• Texto selecionado

+ + +

Este é o estado das coisas: em Portugal, como na Europa, há uma parte muito significativa da população a encontrar respostas na retórica antissistema; e há uma parte bastante significativa da população a apoiar especificamente soluções de extrema-direita, de base nacionalista e xenófoba. Isto são duas coisas diferentes, que em Portugal encontraram uma resposta agregadora no Chega. É um fenómeno que excede as nossas humildes fronteiras — e que o Chega veio aqui manifestar, mas não criou.

Não sou especialista em populismos, extremismos ou movimentos antissistema. Mas sou investigador na área da desinformação e há vários pontos de contacto entre as dinâmicas da mentira e as destes fenómenos que nos podem dar algumas pistas sobre caminhos a seguir.

Pontos de contacto

O primeiro ponto de contacto é o da falta de literacia. Diversos estudos sugerem que a resistência à desinformação vai aumentando com o nível de escolaridade. A educação é a vacina, e quantas mais doses melhor.

+ + +

• Dados fornecidos
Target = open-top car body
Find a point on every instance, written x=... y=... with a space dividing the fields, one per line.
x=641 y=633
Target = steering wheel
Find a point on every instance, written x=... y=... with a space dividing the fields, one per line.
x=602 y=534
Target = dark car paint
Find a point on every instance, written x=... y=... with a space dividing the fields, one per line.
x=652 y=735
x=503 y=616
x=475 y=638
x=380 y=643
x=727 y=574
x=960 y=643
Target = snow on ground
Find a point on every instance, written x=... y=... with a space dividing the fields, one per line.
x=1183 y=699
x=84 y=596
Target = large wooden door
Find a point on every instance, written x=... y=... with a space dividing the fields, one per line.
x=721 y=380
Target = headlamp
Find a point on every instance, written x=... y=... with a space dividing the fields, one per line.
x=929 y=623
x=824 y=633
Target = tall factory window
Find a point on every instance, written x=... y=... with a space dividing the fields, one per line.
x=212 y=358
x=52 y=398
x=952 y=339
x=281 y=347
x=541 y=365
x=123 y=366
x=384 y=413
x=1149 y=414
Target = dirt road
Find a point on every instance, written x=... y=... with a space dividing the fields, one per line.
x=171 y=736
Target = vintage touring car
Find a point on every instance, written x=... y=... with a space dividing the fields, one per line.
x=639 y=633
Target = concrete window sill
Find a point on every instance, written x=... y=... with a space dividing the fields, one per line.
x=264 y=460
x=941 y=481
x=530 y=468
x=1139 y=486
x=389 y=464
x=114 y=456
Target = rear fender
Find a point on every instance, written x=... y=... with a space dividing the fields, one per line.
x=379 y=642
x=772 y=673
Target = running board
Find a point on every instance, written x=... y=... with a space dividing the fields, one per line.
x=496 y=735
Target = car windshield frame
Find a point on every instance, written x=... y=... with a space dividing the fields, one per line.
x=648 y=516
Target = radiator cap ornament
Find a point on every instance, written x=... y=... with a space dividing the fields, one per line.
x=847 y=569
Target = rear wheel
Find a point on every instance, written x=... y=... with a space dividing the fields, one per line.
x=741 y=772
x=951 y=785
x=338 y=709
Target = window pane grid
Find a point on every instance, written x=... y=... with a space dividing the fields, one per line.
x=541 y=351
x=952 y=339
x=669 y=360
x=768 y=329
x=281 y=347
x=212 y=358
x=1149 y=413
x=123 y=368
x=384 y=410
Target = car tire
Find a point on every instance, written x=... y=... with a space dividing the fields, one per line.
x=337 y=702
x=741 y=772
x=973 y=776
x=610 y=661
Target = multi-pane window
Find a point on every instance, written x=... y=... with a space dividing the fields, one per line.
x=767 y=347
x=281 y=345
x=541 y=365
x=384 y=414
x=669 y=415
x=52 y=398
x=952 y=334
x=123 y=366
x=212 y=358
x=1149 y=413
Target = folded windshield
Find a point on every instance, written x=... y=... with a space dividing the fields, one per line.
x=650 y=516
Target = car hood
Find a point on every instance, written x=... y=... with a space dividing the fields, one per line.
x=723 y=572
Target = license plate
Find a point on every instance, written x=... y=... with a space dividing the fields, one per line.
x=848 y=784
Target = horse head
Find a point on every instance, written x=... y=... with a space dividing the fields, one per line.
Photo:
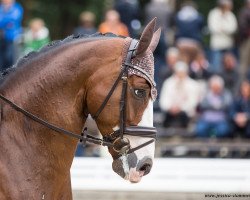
x=124 y=112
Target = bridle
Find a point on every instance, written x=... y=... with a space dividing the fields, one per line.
x=116 y=139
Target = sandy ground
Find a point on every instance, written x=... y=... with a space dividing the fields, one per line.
x=105 y=195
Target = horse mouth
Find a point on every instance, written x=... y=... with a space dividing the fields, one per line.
x=130 y=173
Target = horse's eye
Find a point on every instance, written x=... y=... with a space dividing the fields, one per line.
x=140 y=93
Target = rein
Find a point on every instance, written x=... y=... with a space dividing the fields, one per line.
x=115 y=140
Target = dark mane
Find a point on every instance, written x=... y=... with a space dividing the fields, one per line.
x=50 y=46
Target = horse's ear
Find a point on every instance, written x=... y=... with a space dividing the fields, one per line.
x=155 y=40
x=146 y=38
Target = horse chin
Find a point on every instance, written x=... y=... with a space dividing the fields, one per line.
x=122 y=168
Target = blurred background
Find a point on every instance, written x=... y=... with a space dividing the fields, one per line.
x=202 y=112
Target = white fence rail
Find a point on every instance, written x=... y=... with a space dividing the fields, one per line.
x=167 y=175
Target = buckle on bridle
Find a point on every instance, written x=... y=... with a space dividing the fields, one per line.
x=121 y=145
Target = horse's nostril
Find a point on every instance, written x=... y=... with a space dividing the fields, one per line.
x=145 y=168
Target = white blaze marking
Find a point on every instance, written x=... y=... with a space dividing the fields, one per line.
x=147 y=117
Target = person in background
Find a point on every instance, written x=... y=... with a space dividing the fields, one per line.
x=37 y=36
x=200 y=71
x=129 y=14
x=230 y=72
x=222 y=25
x=179 y=97
x=213 y=121
x=87 y=24
x=11 y=15
x=163 y=12
x=171 y=58
x=113 y=24
x=244 y=32
x=189 y=23
x=241 y=110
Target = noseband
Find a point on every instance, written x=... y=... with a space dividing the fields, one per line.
x=116 y=139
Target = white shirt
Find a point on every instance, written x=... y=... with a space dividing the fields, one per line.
x=182 y=93
x=222 y=26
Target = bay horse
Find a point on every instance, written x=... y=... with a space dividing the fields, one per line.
x=47 y=97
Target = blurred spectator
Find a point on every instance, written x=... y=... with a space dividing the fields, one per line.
x=230 y=72
x=214 y=108
x=113 y=24
x=241 y=110
x=11 y=14
x=87 y=24
x=161 y=10
x=199 y=68
x=222 y=24
x=189 y=49
x=36 y=36
x=179 y=97
x=129 y=14
x=189 y=23
x=199 y=71
x=171 y=58
x=244 y=29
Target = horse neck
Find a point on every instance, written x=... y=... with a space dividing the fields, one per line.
x=53 y=90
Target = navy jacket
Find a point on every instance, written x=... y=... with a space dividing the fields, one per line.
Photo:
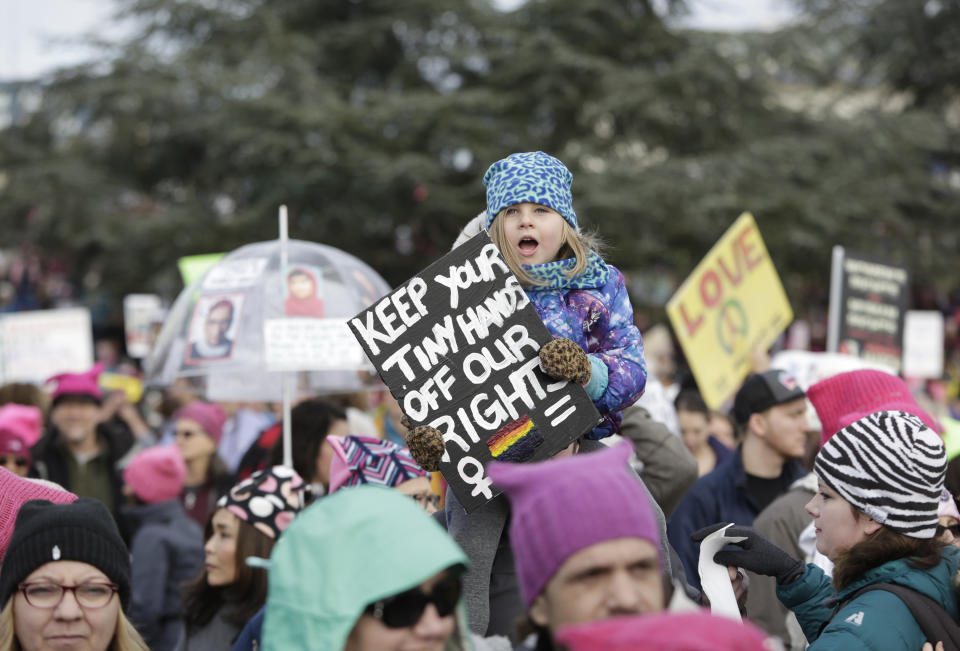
x=167 y=552
x=718 y=496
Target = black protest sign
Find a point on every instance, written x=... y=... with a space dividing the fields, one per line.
x=457 y=345
x=868 y=302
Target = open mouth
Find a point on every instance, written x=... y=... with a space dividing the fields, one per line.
x=527 y=246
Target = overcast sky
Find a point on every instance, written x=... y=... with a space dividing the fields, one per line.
x=32 y=32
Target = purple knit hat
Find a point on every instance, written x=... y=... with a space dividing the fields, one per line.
x=564 y=505
x=207 y=415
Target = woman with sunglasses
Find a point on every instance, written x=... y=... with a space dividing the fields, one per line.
x=65 y=581
x=198 y=428
x=366 y=569
x=20 y=428
x=247 y=522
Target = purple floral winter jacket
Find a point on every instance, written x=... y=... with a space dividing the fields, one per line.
x=600 y=320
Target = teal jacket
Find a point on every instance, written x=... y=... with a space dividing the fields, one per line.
x=343 y=552
x=876 y=620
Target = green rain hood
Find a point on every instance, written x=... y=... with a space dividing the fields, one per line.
x=345 y=551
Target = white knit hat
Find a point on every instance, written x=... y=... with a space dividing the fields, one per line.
x=890 y=466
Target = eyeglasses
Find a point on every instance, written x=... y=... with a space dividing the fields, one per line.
x=49 y=595
x=425 y=500
x=20 y=462
x=406 y=609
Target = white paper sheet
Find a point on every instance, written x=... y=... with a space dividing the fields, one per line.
x=714 y=578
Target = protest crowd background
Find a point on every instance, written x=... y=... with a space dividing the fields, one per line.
x=362 y=326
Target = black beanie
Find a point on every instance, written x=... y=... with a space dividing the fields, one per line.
x=82 y=531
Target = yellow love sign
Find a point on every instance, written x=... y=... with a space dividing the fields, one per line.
x=732 y=304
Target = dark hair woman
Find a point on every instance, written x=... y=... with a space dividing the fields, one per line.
x=247 y=522
x=875 y=515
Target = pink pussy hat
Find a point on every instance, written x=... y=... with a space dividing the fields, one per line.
x=20 y=428
x=207 y=415
x=564 y=505
x=156 y=474
x=15 y=492
x=78 y=384
x=847 y=397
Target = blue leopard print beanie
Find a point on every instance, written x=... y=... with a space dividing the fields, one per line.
x=531 y=177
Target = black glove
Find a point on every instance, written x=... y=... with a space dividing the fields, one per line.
x=758 y=554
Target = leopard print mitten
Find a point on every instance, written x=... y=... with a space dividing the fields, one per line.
x=426 y=447
x=563 y=359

+ + +

• Instrução escrita 1
Liste as áreas em que, segundo o texto selecionado, quem escreve não é especialista.
• Instrução escrita 2
Por favor, reproduza do texto selecionado o trecho que vai de "Não sou especialista" a "caminhos a seguir.".

• Solução do problema 1
- populismos
- extremismos
- movimentos antissistema

• Solução do problema 2
Não sou especialista em populismos, extremismos ou movimentos antissistema. Mas sou investigador na área da desinformação e há vários pontos de contacto entre as dinâmicas da mentira e as destes fenómenos que nos podem dar algumas pistas sobre caminhos a seguir.